*** Opening of Provided records ***
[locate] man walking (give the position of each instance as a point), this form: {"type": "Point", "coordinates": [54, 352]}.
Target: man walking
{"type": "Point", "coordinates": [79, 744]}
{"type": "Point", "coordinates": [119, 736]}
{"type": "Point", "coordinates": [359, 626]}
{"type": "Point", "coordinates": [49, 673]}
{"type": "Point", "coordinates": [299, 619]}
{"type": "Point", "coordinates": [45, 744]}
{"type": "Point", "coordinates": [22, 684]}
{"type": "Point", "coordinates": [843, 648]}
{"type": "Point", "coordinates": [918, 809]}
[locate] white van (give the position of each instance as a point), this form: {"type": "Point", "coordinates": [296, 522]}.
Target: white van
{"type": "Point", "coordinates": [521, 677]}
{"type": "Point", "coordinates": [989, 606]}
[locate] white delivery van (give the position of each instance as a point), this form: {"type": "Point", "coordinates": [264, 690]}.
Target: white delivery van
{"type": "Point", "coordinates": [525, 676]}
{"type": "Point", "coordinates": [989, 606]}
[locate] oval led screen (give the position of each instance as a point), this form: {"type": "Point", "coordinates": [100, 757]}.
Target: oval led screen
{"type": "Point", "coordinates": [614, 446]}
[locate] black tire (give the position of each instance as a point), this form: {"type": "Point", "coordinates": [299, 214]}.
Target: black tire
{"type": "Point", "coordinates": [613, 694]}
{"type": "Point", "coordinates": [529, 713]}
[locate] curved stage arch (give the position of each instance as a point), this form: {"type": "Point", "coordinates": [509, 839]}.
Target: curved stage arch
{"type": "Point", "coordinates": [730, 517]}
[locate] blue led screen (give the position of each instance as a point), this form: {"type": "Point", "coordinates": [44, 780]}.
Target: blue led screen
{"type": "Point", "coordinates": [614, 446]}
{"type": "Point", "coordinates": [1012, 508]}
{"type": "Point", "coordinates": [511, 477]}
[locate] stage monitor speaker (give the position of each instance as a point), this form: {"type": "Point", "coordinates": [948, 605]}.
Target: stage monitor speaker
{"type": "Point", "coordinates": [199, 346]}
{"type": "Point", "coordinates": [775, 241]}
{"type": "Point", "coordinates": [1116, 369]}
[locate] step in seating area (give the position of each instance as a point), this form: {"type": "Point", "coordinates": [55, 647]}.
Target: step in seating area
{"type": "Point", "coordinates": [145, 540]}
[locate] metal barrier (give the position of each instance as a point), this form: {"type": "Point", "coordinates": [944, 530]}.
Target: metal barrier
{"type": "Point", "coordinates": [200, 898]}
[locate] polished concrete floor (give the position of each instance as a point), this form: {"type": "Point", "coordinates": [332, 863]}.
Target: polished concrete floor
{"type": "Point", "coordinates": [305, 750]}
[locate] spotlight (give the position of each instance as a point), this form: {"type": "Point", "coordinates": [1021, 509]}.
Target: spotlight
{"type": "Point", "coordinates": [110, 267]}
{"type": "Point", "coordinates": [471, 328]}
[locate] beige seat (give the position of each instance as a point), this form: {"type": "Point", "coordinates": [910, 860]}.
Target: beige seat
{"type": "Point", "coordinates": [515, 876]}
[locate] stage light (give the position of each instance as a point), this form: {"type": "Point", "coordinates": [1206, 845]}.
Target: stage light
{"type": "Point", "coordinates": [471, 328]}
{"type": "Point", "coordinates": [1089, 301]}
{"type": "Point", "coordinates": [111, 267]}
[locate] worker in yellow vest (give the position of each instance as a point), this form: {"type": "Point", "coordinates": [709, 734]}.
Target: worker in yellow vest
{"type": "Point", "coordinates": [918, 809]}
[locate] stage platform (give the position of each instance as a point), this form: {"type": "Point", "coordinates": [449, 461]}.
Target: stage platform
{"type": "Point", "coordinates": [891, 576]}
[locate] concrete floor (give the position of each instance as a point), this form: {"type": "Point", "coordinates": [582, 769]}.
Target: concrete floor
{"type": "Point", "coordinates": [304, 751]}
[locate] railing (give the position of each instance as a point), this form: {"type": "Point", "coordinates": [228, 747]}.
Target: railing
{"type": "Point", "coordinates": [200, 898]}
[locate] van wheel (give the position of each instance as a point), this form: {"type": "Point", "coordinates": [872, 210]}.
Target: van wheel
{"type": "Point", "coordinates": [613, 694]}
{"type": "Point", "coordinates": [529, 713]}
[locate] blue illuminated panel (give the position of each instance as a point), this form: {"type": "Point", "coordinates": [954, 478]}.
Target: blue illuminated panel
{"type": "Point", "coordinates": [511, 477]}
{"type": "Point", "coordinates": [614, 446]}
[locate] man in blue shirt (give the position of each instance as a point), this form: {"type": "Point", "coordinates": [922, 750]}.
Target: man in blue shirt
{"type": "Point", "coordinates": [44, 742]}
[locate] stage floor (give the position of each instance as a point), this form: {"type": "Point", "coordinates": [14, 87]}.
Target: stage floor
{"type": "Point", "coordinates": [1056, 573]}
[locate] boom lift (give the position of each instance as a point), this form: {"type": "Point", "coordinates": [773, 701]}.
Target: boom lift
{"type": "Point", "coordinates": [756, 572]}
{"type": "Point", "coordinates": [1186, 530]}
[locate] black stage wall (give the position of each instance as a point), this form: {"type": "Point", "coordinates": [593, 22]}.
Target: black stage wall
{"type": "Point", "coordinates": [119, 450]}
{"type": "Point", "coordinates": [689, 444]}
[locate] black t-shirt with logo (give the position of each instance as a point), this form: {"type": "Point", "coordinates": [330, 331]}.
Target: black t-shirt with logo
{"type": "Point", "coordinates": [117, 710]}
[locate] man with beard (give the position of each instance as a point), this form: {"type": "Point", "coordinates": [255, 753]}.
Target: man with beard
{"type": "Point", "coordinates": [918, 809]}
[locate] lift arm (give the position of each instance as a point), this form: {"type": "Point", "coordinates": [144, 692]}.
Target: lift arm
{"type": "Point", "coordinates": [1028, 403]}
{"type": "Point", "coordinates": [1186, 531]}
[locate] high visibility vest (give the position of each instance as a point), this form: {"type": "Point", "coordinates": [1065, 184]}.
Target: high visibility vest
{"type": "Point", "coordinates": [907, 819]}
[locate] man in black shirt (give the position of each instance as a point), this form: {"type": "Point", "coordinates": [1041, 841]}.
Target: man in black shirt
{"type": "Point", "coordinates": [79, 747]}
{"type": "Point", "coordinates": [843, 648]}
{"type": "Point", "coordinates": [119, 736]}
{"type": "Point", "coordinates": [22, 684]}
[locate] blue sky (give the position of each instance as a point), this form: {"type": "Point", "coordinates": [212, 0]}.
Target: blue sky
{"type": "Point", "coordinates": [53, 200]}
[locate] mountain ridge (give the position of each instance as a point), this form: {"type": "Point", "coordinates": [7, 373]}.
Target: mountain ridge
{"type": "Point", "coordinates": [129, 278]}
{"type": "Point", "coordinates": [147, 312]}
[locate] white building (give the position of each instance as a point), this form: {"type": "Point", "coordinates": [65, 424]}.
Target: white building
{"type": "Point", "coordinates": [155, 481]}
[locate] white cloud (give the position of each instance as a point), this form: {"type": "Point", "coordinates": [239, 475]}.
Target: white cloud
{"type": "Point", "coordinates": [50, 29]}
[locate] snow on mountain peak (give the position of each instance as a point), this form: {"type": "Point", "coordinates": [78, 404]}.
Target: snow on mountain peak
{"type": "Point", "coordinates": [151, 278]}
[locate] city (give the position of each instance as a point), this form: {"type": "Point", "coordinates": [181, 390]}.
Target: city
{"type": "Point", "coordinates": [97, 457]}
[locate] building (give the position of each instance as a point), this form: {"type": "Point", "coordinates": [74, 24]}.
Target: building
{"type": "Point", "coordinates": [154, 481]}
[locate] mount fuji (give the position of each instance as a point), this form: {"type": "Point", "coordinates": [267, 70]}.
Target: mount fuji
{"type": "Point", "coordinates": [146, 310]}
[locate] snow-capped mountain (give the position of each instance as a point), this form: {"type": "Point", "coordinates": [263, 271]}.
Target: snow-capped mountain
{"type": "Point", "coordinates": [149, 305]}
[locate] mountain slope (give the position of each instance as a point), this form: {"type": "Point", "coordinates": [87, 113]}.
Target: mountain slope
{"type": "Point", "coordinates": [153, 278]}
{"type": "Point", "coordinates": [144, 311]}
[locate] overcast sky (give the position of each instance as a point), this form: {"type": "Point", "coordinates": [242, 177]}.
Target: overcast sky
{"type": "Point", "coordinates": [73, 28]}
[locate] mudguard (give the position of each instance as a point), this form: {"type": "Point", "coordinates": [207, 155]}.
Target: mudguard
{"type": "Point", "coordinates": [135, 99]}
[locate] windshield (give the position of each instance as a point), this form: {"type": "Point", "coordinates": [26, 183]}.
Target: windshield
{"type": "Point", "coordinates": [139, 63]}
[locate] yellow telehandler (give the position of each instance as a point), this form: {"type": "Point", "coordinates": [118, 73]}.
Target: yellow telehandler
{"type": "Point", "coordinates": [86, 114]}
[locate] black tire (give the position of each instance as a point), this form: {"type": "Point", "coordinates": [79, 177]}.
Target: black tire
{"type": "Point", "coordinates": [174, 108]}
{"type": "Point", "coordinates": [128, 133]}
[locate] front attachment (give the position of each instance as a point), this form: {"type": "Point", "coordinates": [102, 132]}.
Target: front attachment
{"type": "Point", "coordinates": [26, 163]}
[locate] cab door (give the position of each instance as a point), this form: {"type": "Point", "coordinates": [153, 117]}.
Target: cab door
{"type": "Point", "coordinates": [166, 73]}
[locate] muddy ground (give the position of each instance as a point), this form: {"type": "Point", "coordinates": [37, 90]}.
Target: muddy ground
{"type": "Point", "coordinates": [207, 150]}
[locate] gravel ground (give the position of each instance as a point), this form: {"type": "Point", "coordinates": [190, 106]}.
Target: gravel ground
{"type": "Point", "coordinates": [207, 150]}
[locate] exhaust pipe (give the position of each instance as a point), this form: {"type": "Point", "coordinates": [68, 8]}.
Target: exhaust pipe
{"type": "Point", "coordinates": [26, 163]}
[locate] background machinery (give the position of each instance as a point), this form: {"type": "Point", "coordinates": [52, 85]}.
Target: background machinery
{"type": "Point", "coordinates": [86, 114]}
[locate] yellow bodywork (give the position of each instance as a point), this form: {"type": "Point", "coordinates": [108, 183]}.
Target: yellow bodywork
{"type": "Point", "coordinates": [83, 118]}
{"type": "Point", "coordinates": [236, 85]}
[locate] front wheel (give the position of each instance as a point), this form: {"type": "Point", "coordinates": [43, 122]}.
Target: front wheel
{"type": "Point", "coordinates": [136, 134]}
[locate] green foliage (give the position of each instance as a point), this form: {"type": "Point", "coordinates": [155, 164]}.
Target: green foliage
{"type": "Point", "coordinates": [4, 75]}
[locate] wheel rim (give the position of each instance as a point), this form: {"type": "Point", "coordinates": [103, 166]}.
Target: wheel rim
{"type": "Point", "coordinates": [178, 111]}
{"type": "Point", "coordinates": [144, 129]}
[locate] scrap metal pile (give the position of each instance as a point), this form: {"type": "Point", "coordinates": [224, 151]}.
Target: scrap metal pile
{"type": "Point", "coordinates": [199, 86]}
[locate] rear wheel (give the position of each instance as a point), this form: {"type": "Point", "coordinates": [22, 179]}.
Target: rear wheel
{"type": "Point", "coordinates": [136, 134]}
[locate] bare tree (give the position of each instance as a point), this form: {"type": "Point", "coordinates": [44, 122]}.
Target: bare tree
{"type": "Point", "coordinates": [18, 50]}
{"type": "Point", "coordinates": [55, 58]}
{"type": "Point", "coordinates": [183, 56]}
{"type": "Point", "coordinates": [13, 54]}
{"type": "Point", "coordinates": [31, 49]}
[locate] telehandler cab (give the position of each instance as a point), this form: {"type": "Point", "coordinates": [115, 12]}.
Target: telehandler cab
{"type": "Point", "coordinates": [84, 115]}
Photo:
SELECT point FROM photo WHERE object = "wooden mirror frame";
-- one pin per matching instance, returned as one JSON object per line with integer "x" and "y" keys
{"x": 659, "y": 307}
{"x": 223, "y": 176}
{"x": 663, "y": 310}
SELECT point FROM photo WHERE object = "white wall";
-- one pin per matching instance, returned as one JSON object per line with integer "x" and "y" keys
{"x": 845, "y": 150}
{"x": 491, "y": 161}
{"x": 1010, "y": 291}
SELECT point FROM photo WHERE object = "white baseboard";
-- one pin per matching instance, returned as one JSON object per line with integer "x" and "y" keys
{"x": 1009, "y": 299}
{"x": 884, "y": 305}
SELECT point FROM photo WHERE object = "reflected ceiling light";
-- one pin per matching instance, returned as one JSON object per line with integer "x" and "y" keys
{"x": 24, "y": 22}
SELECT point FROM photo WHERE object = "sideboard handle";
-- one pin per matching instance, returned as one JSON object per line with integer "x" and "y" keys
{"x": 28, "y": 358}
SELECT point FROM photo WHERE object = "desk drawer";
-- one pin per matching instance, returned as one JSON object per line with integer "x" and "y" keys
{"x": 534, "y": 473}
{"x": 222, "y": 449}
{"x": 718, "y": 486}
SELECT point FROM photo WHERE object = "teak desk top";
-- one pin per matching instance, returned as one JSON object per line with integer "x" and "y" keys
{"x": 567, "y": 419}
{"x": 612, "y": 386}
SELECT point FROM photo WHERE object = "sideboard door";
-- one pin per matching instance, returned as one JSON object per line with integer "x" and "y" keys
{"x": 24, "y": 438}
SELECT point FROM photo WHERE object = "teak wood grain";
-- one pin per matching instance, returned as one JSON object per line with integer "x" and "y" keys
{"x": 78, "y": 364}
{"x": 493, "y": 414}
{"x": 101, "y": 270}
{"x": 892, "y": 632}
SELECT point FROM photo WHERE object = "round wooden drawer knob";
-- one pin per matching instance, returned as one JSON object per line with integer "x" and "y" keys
*** Close of Provided records ***
- _What to work on_: From the records above, quote only the lines running from the line with "[locate] wheel rim" to the line with "[locate] rear wheel", both lines included.

- _Written solution_:
[locate] wheel rim (give the position of each instance as a point), this form: {"type": "Point", "coordinates": [103, 166]}.
Target: wheel rim
{"type": "Point", "coordinates": [178, 111]}
{"type": "Point", "coordinates": [144, 129]}
[locate] scrap metal pile (give the position of each instance as a point), this form: {"type": "Point", "coordinates": [224, 151]}.
Target: scrap metal pile
{"type": "Point", "coordinates": [199, 86]}
[locate] rear wheel (give the position of each instance as a point), this form: {"type": "Point", "coordinates": [22, 179]}.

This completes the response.